Which lines in the records below contain the word "crossbar"? Report each of them.

* _DATA IN THIS EXERCISE_:
== Segment start ==
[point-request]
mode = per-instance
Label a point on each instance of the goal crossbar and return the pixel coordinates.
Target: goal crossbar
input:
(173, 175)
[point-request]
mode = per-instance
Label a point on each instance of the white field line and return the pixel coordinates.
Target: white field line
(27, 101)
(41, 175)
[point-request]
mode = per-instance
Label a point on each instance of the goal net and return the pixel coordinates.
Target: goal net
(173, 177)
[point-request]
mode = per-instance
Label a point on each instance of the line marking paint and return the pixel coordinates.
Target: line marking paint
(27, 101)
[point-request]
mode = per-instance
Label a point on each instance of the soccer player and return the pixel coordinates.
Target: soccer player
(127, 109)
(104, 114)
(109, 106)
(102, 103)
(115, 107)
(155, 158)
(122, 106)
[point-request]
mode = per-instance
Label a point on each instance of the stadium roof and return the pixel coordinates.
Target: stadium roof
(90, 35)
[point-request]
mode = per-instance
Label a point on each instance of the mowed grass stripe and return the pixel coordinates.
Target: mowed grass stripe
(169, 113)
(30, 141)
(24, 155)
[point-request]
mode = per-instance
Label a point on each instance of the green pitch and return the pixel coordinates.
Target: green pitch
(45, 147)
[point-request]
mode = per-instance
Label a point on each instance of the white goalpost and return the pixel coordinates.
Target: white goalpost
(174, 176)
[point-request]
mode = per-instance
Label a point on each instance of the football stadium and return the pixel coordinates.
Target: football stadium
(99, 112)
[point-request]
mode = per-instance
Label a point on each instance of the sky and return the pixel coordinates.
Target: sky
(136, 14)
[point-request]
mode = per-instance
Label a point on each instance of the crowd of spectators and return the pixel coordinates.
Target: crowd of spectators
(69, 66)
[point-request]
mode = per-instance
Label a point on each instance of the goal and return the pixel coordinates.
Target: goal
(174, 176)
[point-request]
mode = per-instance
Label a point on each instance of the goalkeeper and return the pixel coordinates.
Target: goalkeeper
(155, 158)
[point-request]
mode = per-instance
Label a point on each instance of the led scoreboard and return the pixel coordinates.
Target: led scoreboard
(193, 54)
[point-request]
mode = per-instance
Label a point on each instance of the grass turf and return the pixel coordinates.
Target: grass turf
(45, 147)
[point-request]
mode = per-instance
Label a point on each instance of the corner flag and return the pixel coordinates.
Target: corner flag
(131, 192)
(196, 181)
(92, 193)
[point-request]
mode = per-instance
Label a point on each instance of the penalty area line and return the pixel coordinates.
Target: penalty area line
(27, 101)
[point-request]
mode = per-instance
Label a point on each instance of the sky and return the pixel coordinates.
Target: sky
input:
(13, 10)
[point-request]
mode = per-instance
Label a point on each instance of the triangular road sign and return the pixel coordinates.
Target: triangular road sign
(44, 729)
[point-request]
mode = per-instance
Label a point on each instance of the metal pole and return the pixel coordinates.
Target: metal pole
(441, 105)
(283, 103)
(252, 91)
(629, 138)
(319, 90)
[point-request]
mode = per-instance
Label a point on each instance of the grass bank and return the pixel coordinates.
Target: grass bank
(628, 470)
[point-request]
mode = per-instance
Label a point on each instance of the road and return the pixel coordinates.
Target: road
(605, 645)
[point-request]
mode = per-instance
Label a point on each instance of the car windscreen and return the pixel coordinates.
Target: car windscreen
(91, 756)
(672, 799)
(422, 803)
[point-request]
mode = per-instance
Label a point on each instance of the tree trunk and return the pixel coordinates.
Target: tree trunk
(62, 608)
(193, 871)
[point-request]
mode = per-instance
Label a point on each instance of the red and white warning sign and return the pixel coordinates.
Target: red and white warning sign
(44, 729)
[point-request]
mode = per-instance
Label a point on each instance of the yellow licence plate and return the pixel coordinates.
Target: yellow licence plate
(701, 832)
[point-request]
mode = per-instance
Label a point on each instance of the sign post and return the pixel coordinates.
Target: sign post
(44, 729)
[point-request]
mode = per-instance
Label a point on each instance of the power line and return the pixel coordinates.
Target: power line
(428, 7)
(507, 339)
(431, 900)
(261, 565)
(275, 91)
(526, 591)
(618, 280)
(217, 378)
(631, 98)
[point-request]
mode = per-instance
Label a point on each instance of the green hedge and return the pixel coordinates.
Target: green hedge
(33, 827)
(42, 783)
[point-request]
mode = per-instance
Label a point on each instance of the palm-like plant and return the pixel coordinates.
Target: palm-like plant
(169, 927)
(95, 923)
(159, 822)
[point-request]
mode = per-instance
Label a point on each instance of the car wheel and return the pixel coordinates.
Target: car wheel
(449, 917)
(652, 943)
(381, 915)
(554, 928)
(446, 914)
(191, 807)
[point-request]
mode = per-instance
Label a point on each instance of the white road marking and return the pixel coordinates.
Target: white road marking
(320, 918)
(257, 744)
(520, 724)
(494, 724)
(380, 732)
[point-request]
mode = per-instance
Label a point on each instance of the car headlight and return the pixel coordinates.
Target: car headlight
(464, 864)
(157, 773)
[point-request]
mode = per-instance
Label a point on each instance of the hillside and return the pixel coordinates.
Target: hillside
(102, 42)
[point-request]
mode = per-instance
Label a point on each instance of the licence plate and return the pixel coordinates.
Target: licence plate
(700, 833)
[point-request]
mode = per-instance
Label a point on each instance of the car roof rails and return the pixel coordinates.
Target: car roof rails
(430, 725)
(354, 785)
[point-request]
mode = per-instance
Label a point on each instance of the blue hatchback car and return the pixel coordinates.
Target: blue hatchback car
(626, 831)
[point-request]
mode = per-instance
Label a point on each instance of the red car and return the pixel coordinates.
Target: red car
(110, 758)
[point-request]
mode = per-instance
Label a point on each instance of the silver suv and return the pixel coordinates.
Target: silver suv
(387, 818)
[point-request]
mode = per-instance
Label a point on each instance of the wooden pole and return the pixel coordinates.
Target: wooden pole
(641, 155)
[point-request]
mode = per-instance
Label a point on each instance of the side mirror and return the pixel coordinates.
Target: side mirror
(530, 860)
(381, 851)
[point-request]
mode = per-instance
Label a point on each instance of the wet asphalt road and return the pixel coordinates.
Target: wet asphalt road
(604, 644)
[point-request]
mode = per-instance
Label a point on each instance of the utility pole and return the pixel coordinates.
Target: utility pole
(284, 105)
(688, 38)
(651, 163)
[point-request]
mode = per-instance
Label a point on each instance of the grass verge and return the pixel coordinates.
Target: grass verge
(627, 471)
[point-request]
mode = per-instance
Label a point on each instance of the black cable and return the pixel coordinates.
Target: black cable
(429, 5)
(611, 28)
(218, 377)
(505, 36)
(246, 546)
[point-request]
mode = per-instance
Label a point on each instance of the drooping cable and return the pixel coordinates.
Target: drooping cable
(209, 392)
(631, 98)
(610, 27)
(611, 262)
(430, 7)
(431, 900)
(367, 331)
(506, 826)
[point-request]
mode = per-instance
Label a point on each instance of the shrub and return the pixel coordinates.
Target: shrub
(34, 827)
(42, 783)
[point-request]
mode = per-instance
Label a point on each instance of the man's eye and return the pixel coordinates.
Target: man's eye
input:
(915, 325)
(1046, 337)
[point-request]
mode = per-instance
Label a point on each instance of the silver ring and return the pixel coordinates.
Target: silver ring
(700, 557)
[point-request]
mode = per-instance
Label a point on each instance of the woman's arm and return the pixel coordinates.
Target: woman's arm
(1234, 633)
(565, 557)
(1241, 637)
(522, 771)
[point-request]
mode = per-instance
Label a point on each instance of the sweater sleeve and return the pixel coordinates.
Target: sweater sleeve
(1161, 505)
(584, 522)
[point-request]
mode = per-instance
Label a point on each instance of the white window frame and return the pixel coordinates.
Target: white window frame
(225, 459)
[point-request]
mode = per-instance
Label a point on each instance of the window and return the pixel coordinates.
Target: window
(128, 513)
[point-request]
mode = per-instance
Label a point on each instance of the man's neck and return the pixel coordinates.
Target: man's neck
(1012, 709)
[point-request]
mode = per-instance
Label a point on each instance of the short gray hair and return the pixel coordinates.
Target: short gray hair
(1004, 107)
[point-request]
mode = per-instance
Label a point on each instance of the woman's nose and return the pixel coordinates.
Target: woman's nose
== Segment end ==
* _RESPONSE_:
Label a point on each instance of the goal crossbar and return the pixel coordinates.
Target: goal crossbar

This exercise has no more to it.